START Provided data

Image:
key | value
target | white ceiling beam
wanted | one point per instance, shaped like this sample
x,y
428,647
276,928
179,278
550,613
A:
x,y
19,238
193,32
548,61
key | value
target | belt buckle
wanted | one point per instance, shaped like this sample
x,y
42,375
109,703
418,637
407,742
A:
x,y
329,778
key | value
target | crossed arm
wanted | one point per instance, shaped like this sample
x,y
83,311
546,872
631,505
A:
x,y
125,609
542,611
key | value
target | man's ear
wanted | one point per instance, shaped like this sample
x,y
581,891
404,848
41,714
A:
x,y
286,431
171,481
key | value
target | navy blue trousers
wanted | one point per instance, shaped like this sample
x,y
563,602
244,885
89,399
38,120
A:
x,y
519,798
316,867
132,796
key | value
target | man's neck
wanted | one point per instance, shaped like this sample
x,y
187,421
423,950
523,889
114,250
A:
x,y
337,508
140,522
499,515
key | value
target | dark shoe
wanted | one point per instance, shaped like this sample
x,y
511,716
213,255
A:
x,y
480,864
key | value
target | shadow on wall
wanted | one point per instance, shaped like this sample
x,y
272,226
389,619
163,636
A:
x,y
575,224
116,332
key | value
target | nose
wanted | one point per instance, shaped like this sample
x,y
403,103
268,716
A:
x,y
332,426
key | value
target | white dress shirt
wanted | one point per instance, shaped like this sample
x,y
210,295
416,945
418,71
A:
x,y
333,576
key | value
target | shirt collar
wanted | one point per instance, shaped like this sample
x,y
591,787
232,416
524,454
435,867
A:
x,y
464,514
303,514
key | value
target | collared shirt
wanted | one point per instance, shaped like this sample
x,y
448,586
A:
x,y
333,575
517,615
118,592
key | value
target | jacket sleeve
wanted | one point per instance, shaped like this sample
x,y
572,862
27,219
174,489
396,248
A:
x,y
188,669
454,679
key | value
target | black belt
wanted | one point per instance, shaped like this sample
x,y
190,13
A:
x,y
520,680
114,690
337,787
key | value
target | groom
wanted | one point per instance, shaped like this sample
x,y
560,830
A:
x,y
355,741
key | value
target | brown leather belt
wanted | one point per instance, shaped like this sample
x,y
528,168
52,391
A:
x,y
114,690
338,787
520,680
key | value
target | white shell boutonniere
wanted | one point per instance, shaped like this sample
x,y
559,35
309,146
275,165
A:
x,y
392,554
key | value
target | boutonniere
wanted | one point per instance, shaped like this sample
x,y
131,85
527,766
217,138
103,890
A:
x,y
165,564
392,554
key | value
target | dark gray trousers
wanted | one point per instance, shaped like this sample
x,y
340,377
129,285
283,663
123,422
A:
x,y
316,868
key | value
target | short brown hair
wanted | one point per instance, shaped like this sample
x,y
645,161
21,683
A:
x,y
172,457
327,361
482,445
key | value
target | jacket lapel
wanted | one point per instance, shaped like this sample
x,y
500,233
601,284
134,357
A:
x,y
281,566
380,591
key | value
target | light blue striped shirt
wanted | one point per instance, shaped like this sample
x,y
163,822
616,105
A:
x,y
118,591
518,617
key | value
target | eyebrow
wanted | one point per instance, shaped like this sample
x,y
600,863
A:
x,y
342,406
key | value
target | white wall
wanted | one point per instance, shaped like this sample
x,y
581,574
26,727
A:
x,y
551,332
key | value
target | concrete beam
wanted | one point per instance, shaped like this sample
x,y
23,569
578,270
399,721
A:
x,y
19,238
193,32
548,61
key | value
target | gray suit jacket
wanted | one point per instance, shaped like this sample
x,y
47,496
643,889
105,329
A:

END Provided data

Aim of the task » All of the lines above are to be restated word for word.

Result for this task »
Image:
key | value
target | white ceiling beam
wanted | one point per instance, shaped like this sample
x,y
428,647
276,928
179,278
550,613
A:
x,y
19,238
193,32
548,61
key | value
target | belt buckle
wanted | one point per instance, shaped like this sample
x,y
42,375
109,703
418,637
407,742
A:
x,y
329,778
key | value
target | crossed arm
wanted | one point per instance, shaped like this sample
x,y
83,311
546,872
631,505
A:
x,y
125,609
542,611
key | value
target | man's ear
wanted | one point per instance, shaped like this sample
x,y
581,891
404,848
41,714
A:
x,y
286,431
171,481
key | value
target | navy blue trousers
wanted | one point per instance, shaped like this sample
x,y
563,602
244,885
89,399
38,120
A:
x,y
519,798
316,867
132,796
key | value
target | man's neck
wanted | one point per instance, shaped like this sample
x,y
187,421
423,950
523,889
114,250
A:
x,y
337,508
140,522
499,515
key | value
target | dark shoe
wanted | one point per instance, shaped like this sample
x,y
511,716
213,255
A:
x,y
480,864
key | value
target | shadow on wall
wanted | one point per instance, shaped like this sample
x,y
272,226
389,619
163,636
A:
x,y
575,224
116,332
key | value
target | nose
wanted | one point per instance, shaped like this sample
x,y
403,103
268,716
A:
x,y
332,426
key | value
target | white dress shirt
wanted | one point per instance, shaped like this sample
x,y
210,295
416,945
418,71
A:
x,y
333,576
key | value
target | shirt collar
wanted | one point per instance, shaped like this sample
x,y
591,787
232,416
524,454
435,867
A:
x,y
464,514
303,514
key | value
target | collared shirt
wanted | one point per instance, shaped like this sample
x,y
448,586
A:
x,y
333,575
517,615
118,592
key | value
target | jacket sleeve
wanted | one point per instance, shaped like this sample
x,y
572,862
27,219
174,489
396,248
A:
x,y
188,669
454,679
key | value
target | black belt
wanted | one point per instance, shaped like this sample
x,y
190,13
A:
x,y
520,680
114,690
337,787
key | value
target | groom
wanted | one point per instance, shaped like this sample
x,y
560,830
A:
x,y
355,741
key | value
target | brown leather belt
wanted | one point per instance, shaped like this sample
x,y
528,168
52,391
A:
x,y
114,690
338,787
520,680
key | value
target | white shell boutonniere
wanted | one point per instance, shaped like this sample
x,y
559,35
309,146
275,165
A:
x,y
392,554
key | value
target | boutonniere
wanted | one point per instance, shaped like this sample
x,y
131,85
527,766
217,138
103,890
A:
x,y
165,564
392,554
key | value
target | dark gray trousers
wanted | one point per instance, shaped like this sample
x,y
340,377
129,285
283,663
123,422
A:
x,y
316,868
key | value
target | short brown hair
wanted | one point per instance, shaped like this sample
x,y
645,161
21,683
A:
x,y
172,457
327,361
482,445
key | value
target | jacket lapel
wanted | one point per instance, shaped like this sample
x,y
500,233
601,284
134,357
A:
x,y
281,566
380,591
key | value
target | light blue striped shirt
wanted | one point per instance, shaped like this sample
x,y
163,822
616,105
A:
x,y
118,591
518,617
key | value
target | eyebrow
wanted | one point per instance, shaped like this sample
x,y
600,863
A:
x,y
342,406
key | value
target | white wall
wanted | one point per instance, shaped like this sample
x,y
581,574
26,727
A:
x,y
551,332
key | value
target | concrete beam
wanted | one point per instance, shaped like this sample
x,y
23,569
578,270
399,721
A:
x,y
19,238
193,32
548,61
key | value
target | gray suit jacket
wanted | one point per instance, shaped like this sample
x,y
47,496
643,889
105,329
A:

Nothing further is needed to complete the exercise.